- Directions for this task:
Starting at the line that contains "If you could indicate the white", repeat the listing below exactly, stopping after the line that contains "point(281, 128)".

==== Dataset entries

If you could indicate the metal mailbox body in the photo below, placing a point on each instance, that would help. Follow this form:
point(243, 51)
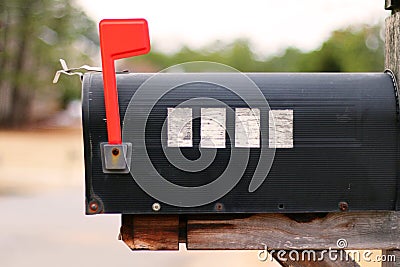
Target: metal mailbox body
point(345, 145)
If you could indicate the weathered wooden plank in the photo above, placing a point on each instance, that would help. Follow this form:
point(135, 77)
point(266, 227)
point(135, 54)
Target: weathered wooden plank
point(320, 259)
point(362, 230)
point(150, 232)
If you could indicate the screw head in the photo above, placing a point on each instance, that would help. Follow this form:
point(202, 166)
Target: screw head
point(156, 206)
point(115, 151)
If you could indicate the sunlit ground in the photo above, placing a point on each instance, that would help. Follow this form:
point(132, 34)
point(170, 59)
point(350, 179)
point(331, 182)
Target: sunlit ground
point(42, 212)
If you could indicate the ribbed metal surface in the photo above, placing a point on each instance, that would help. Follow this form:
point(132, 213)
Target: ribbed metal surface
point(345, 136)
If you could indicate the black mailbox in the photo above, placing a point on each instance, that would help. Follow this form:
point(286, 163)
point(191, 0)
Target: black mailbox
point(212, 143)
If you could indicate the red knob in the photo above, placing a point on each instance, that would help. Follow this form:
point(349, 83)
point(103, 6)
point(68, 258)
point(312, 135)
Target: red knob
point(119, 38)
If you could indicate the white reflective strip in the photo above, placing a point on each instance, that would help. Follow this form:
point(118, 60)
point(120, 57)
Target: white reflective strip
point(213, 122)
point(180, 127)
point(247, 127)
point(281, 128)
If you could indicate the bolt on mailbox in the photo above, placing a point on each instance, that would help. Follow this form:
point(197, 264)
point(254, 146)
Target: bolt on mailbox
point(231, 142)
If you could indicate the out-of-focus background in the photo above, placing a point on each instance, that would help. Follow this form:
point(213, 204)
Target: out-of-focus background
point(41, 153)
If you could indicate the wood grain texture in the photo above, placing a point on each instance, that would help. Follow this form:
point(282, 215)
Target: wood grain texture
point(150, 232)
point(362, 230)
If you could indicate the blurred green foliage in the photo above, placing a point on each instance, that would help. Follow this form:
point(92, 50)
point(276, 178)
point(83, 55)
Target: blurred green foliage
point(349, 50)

========

- Solution:
If you could indicate the white reflective strip in the photo above, placing a point on each instance, that would help. Follow this form:
point(118, 60)
point(120, 57)
Target: white reflective strip
point(213, 122)
point(180, 127)
point(247, 127)
point(281, 128)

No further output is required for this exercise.